• [WORK TO BE COMPLETED] Count how many lines in the records below contain the string "Query", where case counts. Give only the number.

• [GIVEN DATA]
● ● ● ● ● ● ●

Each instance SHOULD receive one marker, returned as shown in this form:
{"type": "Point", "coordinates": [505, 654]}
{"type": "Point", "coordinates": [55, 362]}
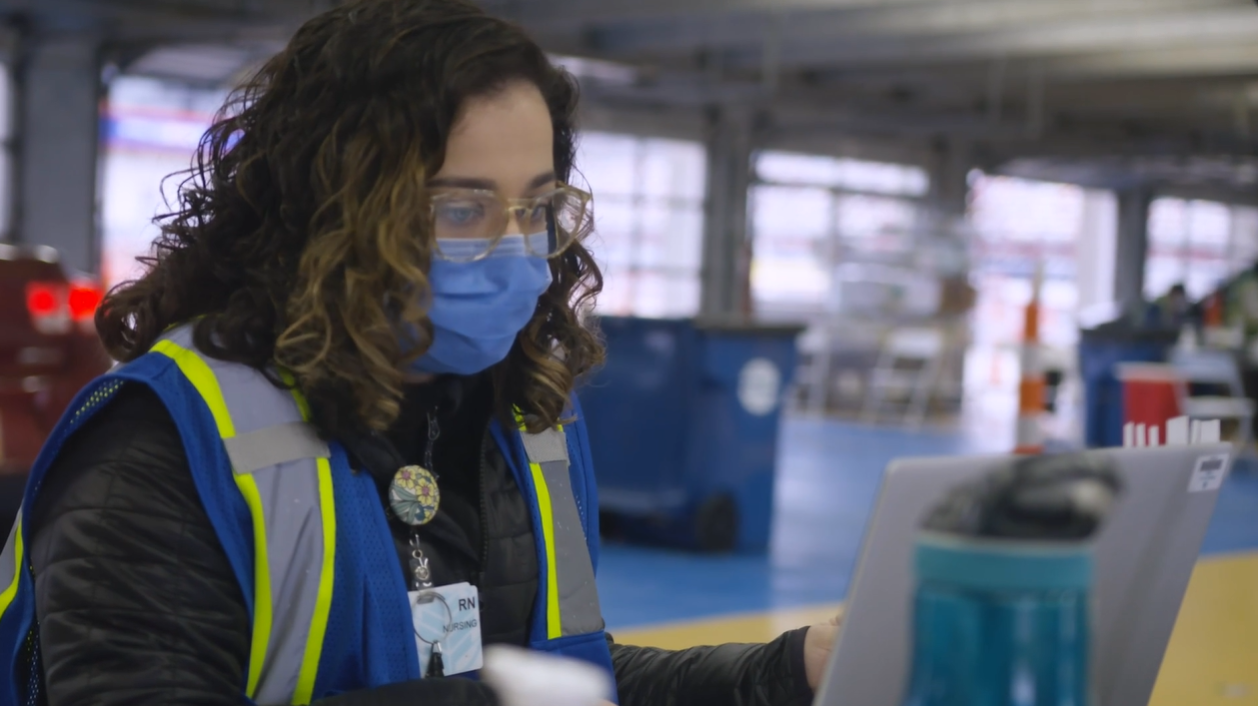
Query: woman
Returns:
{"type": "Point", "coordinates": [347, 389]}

● ● ● ● ● ● ●

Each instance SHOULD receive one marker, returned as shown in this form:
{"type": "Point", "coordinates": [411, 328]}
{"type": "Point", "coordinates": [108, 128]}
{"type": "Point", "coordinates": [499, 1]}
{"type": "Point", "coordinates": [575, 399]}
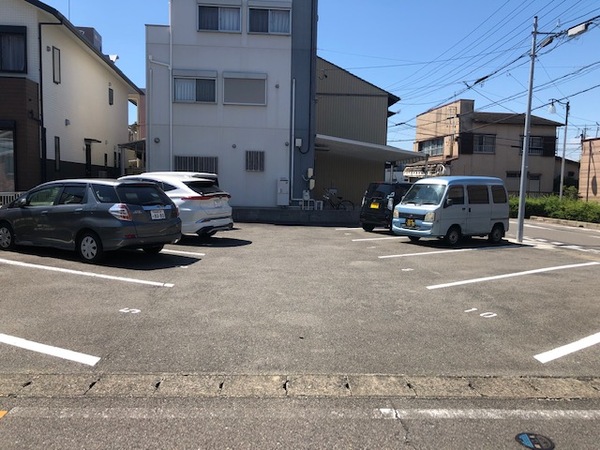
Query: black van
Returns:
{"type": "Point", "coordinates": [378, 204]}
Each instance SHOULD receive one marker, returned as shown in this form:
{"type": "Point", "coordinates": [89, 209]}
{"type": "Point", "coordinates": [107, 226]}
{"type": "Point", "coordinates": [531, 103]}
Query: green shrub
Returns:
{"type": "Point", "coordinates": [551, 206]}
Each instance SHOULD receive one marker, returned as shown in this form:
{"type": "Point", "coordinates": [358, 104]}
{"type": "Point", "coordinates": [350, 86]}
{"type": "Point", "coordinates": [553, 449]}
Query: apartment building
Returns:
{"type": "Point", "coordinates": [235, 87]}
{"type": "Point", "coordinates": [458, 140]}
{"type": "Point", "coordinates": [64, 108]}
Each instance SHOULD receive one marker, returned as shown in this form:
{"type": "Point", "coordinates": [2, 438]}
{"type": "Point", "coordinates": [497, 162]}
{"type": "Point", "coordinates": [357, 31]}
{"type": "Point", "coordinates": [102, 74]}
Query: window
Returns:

● ● ● ● ● ● ●

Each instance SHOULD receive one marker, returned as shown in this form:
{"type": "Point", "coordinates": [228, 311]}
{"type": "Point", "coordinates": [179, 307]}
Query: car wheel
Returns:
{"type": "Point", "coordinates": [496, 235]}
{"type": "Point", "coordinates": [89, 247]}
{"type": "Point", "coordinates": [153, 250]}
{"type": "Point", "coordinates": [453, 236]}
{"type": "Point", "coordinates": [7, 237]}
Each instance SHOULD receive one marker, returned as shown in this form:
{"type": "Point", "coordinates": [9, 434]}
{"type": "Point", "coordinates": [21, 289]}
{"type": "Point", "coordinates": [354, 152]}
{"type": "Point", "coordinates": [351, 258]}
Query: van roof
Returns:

● ● ● ● ● ● ●

• [WRITTEN RESPONSE] 7